**Supplied records:**
::::::

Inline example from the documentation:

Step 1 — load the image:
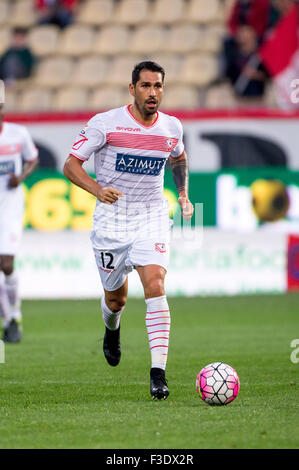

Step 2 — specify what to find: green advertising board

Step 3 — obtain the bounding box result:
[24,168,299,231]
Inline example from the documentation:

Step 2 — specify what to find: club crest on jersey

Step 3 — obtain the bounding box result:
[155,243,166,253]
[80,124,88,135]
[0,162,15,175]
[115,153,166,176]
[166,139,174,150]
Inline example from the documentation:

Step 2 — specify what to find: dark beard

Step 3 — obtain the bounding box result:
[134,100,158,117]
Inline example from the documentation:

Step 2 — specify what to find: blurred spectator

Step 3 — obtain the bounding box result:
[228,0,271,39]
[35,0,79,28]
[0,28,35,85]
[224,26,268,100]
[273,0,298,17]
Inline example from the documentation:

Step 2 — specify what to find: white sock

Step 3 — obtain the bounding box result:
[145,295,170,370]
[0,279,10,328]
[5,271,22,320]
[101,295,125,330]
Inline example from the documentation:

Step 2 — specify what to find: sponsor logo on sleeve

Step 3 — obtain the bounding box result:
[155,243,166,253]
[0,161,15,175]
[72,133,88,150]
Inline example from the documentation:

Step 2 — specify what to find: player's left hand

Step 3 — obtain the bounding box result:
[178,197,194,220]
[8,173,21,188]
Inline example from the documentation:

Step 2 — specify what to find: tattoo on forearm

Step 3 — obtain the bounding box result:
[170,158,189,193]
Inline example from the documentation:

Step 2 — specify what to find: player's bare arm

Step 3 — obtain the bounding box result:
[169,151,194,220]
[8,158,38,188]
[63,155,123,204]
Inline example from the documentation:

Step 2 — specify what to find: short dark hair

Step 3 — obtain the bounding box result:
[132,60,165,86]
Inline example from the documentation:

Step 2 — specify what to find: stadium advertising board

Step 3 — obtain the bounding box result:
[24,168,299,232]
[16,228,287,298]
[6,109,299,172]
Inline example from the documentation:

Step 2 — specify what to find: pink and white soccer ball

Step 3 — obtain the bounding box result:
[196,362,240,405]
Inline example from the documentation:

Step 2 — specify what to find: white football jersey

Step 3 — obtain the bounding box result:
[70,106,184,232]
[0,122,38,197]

::::::

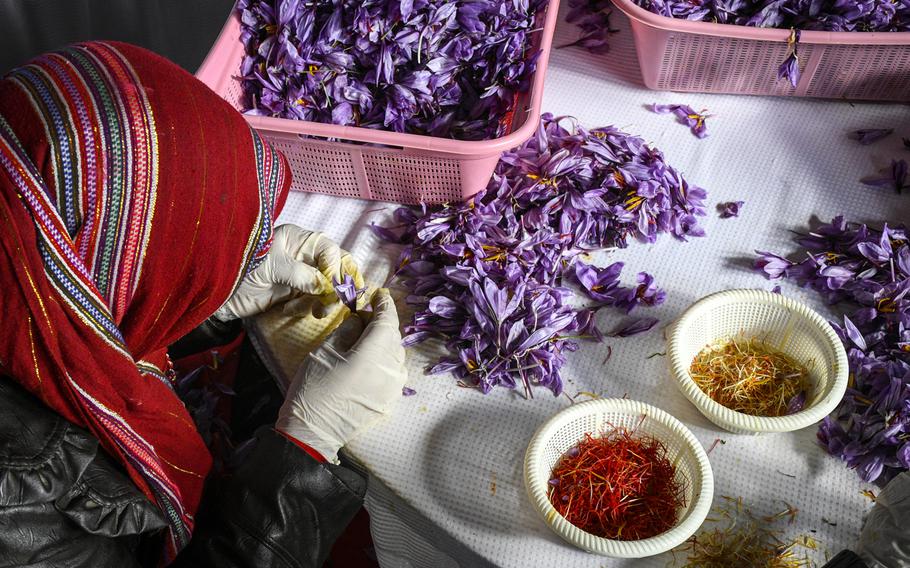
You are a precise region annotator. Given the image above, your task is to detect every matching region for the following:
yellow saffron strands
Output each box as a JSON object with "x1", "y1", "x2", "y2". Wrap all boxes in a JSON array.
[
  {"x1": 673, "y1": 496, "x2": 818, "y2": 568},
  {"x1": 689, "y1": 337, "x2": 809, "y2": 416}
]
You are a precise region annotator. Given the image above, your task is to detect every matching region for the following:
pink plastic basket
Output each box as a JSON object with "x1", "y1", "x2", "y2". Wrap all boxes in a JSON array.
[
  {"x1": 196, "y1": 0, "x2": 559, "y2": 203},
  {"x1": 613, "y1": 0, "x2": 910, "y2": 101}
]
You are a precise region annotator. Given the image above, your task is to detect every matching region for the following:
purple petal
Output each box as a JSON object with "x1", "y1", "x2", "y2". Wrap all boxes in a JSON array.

::::::

**What needs to be done:** Pull out every line of the records that contains the string "board", and copy each one in full. Case counts.

**Task answer:**
Step 2 — specify what to find: green advertising board
Step 2 — specify what to find: stadium advertising board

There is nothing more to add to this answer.